» **The task**
Starting with the first line and ending with the last, transcribe the data exactly.

» **Materials provided**
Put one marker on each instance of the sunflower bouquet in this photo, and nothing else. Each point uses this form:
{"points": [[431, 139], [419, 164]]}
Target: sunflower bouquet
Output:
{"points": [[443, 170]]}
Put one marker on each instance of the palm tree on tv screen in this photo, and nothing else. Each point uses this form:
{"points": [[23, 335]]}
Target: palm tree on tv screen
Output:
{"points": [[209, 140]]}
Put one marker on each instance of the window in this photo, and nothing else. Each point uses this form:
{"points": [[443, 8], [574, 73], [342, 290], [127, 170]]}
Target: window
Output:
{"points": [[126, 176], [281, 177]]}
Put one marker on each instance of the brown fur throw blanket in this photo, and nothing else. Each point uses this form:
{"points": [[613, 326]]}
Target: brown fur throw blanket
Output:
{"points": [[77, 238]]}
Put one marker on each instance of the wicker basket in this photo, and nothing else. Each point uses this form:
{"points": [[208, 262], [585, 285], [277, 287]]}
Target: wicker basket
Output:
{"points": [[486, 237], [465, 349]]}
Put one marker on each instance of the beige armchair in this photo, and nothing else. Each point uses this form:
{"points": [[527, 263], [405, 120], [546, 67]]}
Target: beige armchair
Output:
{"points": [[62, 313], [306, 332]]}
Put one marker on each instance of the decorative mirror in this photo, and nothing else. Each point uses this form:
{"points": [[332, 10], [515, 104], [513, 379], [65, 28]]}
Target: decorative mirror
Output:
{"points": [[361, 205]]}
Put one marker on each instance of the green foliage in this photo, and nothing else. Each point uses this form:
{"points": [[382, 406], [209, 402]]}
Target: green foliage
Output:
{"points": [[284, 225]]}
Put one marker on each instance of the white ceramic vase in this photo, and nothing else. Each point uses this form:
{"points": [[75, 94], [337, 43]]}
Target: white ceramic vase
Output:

» **Output of the exercise**
Put one marker on each instance of the sunflower bouquet in this photo, and nothing else. Each point uses this form:
{"points": [[431, 139], [419, 164]]}
Target: sunflower bouquet
Output:
{"points": [[443, 170]]}
Put one marker on each instance of the palm tree on tv screen in this photo, and nothing else. Each point uses this form:
{"points": [[23, 335]]}
Target: palm tree on tv screen
Output:
{"points": [[209, 140]]}
Put one marker on each instance of the window in this photo, and nothing else. Each point uses this form:
{"points": [[443, 8], [574, 73], [342, 290], [127, 170]]}
Target: window
Output:
{"points": [[126, 176], [281, 177]]}
Put one marker on each instance of the brown fur throw blanket in this photo, and nothing else. Each point uses this form:
{"points": [[613, 326]]}
Target: brown fur throw blanket
Output:
{"points": [[77, 238]]}
Put one marker on each instance of the wicker basket in this photo, and nothing else. Each point uses this form:
{"points": [[208, 262], [585, 285], [277, 287]]}
Target: wicker basket
Output:
{"points": [[486, 237], [465, 349]]}
Put one marker on each instance of the beige armchair in this photo, and nothing else. Each point uses this form:
{"points": [[527, 263], [405, 120], [546, 67]]}
Target: beige armchair
Output:
{"points": [[62, 313], [306, 332]]}
Put one marker on each instance of the decorative mirror in this photo, and nothing else. Each point uses this form:
{"points": [[332, 10], [515, 104], [513, 379], [65, 28]]}
Target: decorative mirror
Output:
{"points": [[361, 205]]}
Put one marker on each instance of the green foliage in this photo, and nothing else. Each point uses this form:
{"points": [[382, 406], [209, 402]]}
Target: green foliage
Output:
{"points": [[284, 225]]}
Put one marker on each instance of the white ceramic vase in this photo, and nothing else. Each point uses this form:
{"points": [[75, 94], [337, 43]]}
Target: white ceramic vase
Output:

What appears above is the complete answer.